## Work task
In the text about Lorscheider, which pope named him Archbishop of Aparecida, and in what year?

==== Extract to read ====

As Lorscheider grew in popularity with his flock and his ability as a prelate was recognised, Pope Paul VI gave him a cardinal's hat in May 1976, becoming Cardinal-Priest of San Pietro in Montorio. Although at the time he was the fourth-youngest cardinal in the college, Lorscheider already doubted his own health; however, some oddsmakers with Ladbrokes (who had him at odds of 33 to 1) considered him a serious papabile in the August 1978 conclave. Lorscheider headed the National Conference of Brazilian Bishops from 1971 to 1978. He led the Latin American Episcopal Conference in 1976.

In 1995, Pope John Paul II named Lorscheider Archbishop of Aparecida in São Paulo State. He resigned the pastoral government of the Aparecida archdiocese at the beginning of 2004. It is also thought Lorscheider was one of the most vital supporters of Albino Luciani's rise to the papacy, and also of Karol Wojtyła's in the October 1978 conclave.

After the death of John Paul II in 2005, Lorscheider said that the European cardinals' "sense of superiority" would not allow them to elect a non-European pope. In poor health and ineligible to vote because he was over the age of 80, he did not attend the pre-conclave discussions at the 2005 conclave that elected Joseph Ratzinger to succeed John Paul II.

==== Material shown ====

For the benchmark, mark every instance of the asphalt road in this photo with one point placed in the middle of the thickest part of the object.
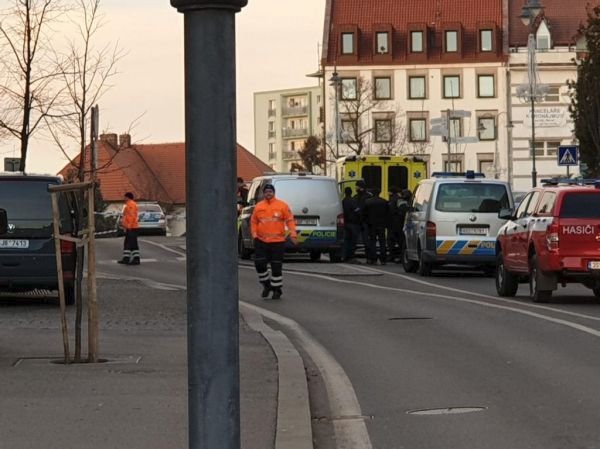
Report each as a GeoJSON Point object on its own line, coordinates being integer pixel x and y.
{"type": "Point", "coordinates": [436, 362]}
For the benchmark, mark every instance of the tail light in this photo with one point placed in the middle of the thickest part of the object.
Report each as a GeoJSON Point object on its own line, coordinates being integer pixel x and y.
{"type": "Point", "coordinates": [430, 230]}
{"type": "Point", "coordinates": [552, 237]}
{"type": "Point", "coordinates": [66, 247]}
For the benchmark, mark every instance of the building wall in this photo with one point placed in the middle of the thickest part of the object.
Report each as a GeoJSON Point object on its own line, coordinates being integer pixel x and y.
{"type": "Point", "coordinates": [283, 120]}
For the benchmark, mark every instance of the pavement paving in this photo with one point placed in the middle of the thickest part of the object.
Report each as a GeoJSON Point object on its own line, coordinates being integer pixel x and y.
{"type": "Point", "coordinates": [137, 398]}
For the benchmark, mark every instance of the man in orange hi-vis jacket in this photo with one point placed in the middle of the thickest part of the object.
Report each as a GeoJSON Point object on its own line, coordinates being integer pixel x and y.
{"type": "Point", "coordinates": [129, 222]}
{"type": "Point", "coordinates": [270, 218]}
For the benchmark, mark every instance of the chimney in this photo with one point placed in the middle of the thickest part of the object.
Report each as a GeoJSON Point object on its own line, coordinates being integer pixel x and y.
{"type": "Point", "coordinates": [124, 141]}
{"type": "Point", "coordinates": [109, 138]}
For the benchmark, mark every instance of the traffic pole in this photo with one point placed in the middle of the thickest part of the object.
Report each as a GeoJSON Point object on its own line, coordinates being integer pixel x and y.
{"type": "Point", "coordinates": [212, 279]}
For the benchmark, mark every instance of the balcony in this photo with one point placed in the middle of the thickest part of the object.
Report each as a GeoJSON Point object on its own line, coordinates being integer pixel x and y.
{"type": "Point", "coordinates": [290, 156]}
{"type": "Point", "coordinates": [294, 111]}
{"type": "Point", "coordinates": [295, 132]}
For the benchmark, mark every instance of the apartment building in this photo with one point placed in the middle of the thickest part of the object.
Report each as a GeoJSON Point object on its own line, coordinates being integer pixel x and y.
{"type": "Point", "coordinates": [425, 59]}
{"type": "Point", "coordinates": [283, 120]}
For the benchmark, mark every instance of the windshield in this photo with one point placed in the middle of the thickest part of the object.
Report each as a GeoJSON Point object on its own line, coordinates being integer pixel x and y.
{"type": "Point", "coordinates": [475, 197]}
{"type": "Point", "coordinates": [580, 205]}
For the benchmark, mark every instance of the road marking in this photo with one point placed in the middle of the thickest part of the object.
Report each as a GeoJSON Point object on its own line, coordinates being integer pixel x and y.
{"type": "Point", "coordinates": [349, 433]}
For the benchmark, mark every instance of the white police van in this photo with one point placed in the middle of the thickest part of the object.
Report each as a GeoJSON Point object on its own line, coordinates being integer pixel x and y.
{"type": "Point", "coordinates": [453, 219]}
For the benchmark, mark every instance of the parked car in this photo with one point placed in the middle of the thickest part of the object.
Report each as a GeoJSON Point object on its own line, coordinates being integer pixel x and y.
{"type": "Point", "coordinates": [453, 219]}
{"type": "Point", "coordinates": [27, 254]}
{"type": "Point", "coordinates": [552, 238]}
{"type": "Point", "coordinates": [317, 208]}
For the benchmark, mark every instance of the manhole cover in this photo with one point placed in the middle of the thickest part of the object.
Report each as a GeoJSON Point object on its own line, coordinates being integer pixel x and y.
{"type": "Point", "coordinates": [446, 411]}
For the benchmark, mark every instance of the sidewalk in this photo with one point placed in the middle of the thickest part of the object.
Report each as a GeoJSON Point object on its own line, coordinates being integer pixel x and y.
{"type": "Point", "coordinates": [137, 399]}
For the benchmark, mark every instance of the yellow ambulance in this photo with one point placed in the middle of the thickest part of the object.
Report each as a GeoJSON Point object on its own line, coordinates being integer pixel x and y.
{"type": "Point", "coordinates": [380, 171]}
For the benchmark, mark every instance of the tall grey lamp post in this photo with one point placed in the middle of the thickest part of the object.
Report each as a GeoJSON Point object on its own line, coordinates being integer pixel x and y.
{"type": "Point", "coordinates": [212, 273]}
{"type": "Point", "coordinates": [532, 92]}
{"type": "Point", "coordinates": [336, 81]}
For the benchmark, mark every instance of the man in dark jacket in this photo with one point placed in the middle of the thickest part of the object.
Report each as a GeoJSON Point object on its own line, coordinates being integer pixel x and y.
{"type": "Point", "coordinates": [376, 216]}
{"type": "Point", "coordinates": [351, 225]}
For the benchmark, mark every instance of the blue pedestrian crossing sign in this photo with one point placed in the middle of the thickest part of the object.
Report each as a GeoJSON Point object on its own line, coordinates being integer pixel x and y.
{"type": "Point", "coordinates": [568, 155]}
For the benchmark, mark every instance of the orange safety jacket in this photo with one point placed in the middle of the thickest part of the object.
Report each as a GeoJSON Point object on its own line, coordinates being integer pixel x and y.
{"type": "Point", "coordinates": [130, 219]}
{"type": "Point", "coordinates": [269, 219]}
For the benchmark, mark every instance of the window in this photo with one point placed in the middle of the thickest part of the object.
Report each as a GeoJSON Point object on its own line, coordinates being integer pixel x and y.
{"type": "Point", "coordinates": [452, 86]}
{"type": "Point", "coordinates": [383, 88]}
{"type": "Point", "coordinates": [416, 41]}
{"type": "Point", "coordinates": [349, 130]}
{"type": "Point", "coordinates": [417, 129]}
{"type": "Point", "coordinates": [347, 43]}
{"type": "Point", "coordinates": [383, 130]}
{"type": "Point", "coordinates": [486, 128]}
{"type": "Point", "coordinates": [485, 86]}
{"type": "Point", "coordinates": [416, 87]}
{"type": "Point", "coordinates": [451, 41]}
{"type": "Point", "coordinates": [348, 89]}
{"type": "Point", "coordinates": [382, 42]}
{"type": "Point", "coordinates": [485, 40]}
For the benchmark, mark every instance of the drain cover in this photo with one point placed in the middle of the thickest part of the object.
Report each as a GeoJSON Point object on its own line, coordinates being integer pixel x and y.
{"type": "Point", "coordinates": [446, 411]}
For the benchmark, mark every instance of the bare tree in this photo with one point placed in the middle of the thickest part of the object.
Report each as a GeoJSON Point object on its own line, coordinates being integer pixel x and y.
{"type": "Point", "coordinates": [85, 75]}
{"type": "Point", "coordinates": [28, 92]}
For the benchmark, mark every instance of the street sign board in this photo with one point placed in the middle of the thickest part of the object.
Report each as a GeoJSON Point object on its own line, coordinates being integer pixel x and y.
{"type": "Point", "coordinates": [568, 155]}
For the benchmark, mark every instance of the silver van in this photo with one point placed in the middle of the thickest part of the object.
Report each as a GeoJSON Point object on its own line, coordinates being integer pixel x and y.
{"type": "Point", "coordinates": [317, 208]}
{"type": "Point", "coordinates": [454, 220]}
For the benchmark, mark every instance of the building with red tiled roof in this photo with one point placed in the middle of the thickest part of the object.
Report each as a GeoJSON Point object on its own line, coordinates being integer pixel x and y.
{"type": "Point", "coordinates": [415, 61]}
{"type": "Point", "coordinates": [153, 172]}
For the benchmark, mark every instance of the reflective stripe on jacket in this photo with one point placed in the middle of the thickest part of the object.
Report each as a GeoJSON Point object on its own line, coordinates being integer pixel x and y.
{"type": "Point", "coordinates": [269, 220]}
{"type": "Point", "coordinates": [130, 219]}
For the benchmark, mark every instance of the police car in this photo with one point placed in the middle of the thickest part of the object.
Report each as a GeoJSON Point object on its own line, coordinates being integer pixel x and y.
{"type": "Point", "coordinates": [454, 220]}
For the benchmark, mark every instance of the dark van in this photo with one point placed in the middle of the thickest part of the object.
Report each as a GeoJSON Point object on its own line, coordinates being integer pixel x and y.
{"type": "Point", "coordinates": [27, 255]}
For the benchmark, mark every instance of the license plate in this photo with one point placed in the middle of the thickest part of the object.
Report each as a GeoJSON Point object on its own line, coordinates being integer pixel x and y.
{"type": "Point", "coordinates": [472, 231]}
{"type": "Point", "coordinates": [21, 244]}
{"type": "Point", "coordinates": [306, 221]}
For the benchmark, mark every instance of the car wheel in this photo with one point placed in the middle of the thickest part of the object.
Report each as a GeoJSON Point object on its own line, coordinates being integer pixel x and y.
{"type": "Point", "coordinates": [535, 293]}
{"type": "Point", "coordinates": [423, 268]}
{"type": "Point", "coordinates": [507, 283]}
{"type": "Point", "coordinates": [410, 266]}
{"type": "Point", "coordinates": [335, 255]}
{"type": "Point", "coordinates": [315, 256]}
{"type": "Point", "coordinates": [243, 252]}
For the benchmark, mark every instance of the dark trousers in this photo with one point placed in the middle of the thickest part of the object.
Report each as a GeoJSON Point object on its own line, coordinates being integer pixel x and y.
{"type": "Point", "coordinates": [395, 242]}
{"type": "Point", "coordinates": [131, 250]}
{"type": "Point", "coordinates": [351, 233]}
{"type": "Point", "coordinates": [266, 254]}
{"type": "Point", "coordinates": [376, 235]}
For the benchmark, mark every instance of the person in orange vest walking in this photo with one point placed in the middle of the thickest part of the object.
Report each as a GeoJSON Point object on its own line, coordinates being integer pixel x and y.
{"type": "Point", "coordinates": [268, 222]}
{"type": "Point", "coordinates": [129, 222]}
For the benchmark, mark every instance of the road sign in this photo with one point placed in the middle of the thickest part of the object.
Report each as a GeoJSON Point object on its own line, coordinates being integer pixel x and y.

====

## Your solution
Pope John Paul II, in 1995.